§ THE PROBLEM
Rewrite everything from "Winifred is a" down to "should be free." in the Vera Brittain text below, swapping "Europe" for "the Continent" wherever it occurs.

Winifred is a good friend with whom Brittain becomes very close after her time in Europe. They work as journalists and they toy around with book ideas, but they are also best friends and pals. They adventure off to make new memories together in Europe, not like the unimaginable horror of WWI, but instead, the cover the new developing stories about the newly formed League of Nations.

G

After her time at war as a volunteer nurse, and after some long years of self-actualization, after she has already become an essayist and author, then Vera Brittain meets her husband, G. She tells of overcoming her fear of losing him and gaining the courage to tell him the truth about her, but when she thought he would be like all the other guys, G shows that not all men have stupid ideas about women—when she tells him she doesn't want to feel trapped in a traditional marriage, G says she should be free.

Hometown friends

This is a sad, but true detail that Vera is careful to include. She survived WWI, but there were many soldiers and volunteers alike who died in those wars, and she remembers these members of her community and explains her memories with each of them: Edward, her brother, and Victor and Geoffrey. In addition to this she also helps many other kids their own age who are brutally harmed in battle.

§ STORED ROWS
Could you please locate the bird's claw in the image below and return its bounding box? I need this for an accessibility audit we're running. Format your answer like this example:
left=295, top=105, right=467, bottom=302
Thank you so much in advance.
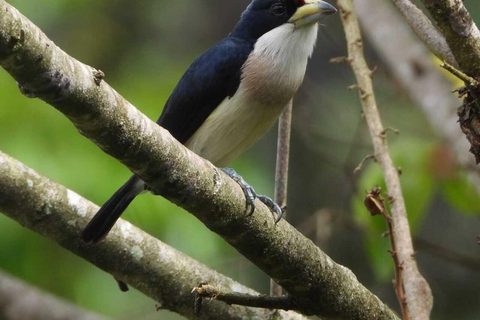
left=222, top=168, right=283, bottom=223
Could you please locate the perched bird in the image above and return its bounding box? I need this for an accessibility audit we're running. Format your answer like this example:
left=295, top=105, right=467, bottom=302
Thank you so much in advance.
left=82, top=0, right=337, bottom=243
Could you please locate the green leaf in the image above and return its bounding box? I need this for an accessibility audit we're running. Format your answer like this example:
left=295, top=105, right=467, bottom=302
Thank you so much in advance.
left=440, top=172, right=480, bottom=216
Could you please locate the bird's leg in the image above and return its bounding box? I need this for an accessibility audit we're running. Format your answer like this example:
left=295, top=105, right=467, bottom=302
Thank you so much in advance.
left=222, top=168, right=283, bottom=223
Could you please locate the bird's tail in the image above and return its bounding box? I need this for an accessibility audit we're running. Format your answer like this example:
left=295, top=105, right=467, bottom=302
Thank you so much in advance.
left=82, top=175, right=144, bottom=243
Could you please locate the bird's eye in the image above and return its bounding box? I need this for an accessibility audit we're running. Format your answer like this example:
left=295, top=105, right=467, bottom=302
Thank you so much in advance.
left=270, top=3, right=287, bottom=16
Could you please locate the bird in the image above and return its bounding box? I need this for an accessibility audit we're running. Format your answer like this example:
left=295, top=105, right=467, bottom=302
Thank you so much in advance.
left=81, top=0, right=337, bottom=243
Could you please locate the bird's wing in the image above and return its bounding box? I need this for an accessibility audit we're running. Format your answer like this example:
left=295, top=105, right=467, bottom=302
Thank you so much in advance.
left=157, top=38, right=253, bottom=143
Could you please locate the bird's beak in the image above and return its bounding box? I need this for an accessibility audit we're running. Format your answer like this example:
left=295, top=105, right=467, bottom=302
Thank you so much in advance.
left=288, top=0, right=337, bottom=28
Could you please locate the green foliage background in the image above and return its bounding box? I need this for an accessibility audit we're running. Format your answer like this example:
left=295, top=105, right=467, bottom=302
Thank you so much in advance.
left=0, top=0, right=480, bottom=320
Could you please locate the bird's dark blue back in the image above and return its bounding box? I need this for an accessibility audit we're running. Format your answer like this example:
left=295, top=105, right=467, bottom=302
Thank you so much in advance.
left=157, top=37, right=254, bottom=143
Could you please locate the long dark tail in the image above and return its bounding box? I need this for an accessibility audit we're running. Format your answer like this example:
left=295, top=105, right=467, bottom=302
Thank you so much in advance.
left=82, top=175, right=144, bottom=243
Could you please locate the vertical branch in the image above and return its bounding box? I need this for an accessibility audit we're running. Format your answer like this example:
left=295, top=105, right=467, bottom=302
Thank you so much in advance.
left=270, top=101, right=293, bottom=296
left=422, top=0, right=480, bottom=78
left=392, top=0, right=458, bottom=66
left=338, top=0, right=433, bottom=320
left=364, top=187, right=411, bottom=320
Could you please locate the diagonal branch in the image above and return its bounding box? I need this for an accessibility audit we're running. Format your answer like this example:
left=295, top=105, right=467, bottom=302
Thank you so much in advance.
left=0, top=152, right=304, bottom=320
left=338, top=0, right=433, bottom=320
left=388, top=0, right=457, bottom=66
left=0, top=0, right=397, bottom=320
left=422, top=0, right=480, bottom=78
left=355, top=0, right=480, bottom=193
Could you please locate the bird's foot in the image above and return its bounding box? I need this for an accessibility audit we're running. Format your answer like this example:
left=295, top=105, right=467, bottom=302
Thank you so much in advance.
left=222, top=168, right=283, bottom=223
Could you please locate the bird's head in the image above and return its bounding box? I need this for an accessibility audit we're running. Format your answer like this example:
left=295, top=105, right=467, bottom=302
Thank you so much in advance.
left=230, top=0, right=337, bottom=39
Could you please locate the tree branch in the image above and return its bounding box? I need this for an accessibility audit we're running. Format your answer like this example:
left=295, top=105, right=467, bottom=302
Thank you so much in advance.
left=270, top=101, right=293, bottom=297
left=0, top=271, right=107, bottom=320
left=422, top=0, right=480, bottom=79
left=355, top=0, right=480, bottom=193
left=390, top=0, right=458, bottom=66
left=0, top=152, right=304, bottom=320
left=0, top=0, right=397, bottom=320
left=193, top=284, right=295, bottom=310
left=338, top=0, right=433, bottom=320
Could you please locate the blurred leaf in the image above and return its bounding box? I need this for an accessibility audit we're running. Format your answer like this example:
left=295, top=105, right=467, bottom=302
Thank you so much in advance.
left=440, top=172, right=480, bottom=216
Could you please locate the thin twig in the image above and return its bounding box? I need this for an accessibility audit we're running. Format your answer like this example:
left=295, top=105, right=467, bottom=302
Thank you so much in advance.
left=192, top=283, right=296, bottom=312
left=422, top=0, right=480, bottom=78
left=364, top=187, right=410, bottom=320
left=270, top=101, right=293, bottom=297
left=392, top=0, right=458, bottom=66
left=0, top=0, right=397, bottom=320
left=440, top=62, right=479, bottom=87
left=353, top=154, right=375, bottom=174
left=414, top=238, right=480, bottom=272
left=338, top=0, right=433, bottom=320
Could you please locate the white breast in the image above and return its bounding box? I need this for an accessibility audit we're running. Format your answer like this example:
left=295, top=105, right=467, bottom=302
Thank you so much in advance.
left=185, top=24, right=318, bottom=166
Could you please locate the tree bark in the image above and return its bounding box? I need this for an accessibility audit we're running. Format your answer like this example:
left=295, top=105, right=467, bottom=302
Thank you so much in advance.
left=0, top=0, right=398, bottom=320
left=0, top=152, right=305, bottom=320
left=338, top=0, right=433, bottom=320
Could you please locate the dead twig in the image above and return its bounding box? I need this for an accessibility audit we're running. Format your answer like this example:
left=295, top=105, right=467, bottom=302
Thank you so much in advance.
left=338, top=0, right=433, bottom=320
left=270, top=101, right=293, bottom=297
left=353, top=154, right=375, bottom=174
left=364, top=186, right=410, bottom=320
left=192, top=282, right=296, bottom=314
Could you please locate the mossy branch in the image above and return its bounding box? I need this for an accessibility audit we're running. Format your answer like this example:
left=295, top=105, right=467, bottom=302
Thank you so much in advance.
left=0, top=0, right=398, bottom=320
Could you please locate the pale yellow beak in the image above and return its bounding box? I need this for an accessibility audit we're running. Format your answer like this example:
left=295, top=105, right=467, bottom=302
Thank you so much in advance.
left=288, top=0, right=337, bottom=28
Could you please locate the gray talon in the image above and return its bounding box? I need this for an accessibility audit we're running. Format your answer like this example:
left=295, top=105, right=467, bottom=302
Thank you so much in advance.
left=222, top=168, right=283, bottom=223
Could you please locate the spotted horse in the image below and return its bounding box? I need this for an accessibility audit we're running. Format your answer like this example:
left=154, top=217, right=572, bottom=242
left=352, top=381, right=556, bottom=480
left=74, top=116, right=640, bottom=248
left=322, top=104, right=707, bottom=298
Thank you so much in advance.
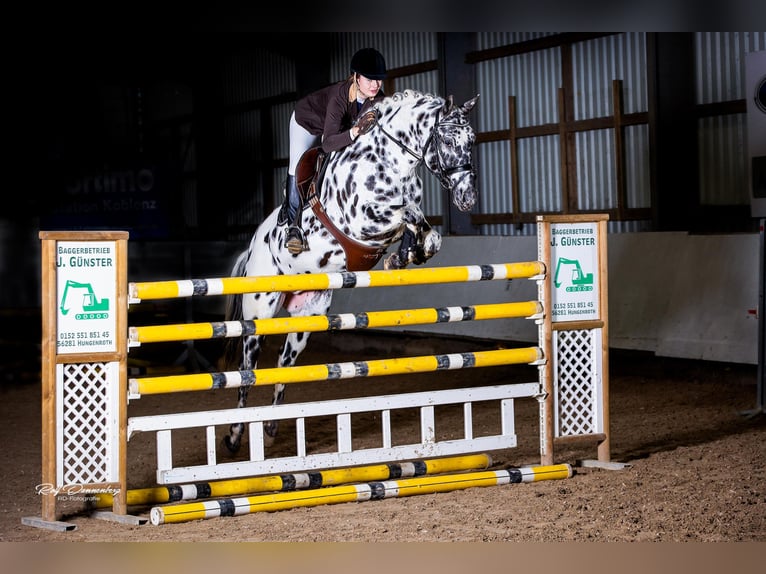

§ RESPONSE
Winifred is a good friend with whom Brittain becomes very close after her time in the Continent. They work as journalists and they toy around with book ideas, but they are also best friends and pals. They adventure off to make new memories together in the Continent, not like the unimaginable horror of WWI, but instead, the cover the new developing stories about the newly formed League of Nations.

G

After her time at war as a volunteer nurse, and after some long years of self-actualization, after she has already become an essayist and author, then Vera Brittain meets her husband, G. She tells of overcoming her fear of losing him and gaining the courage to tell him the truth about her, but when she thought he would be like all the other guys, G shows that not all men have stupid ideas about women—when she tells him she doesn't want to feel trapped in a traditional marriage, G says she should be free.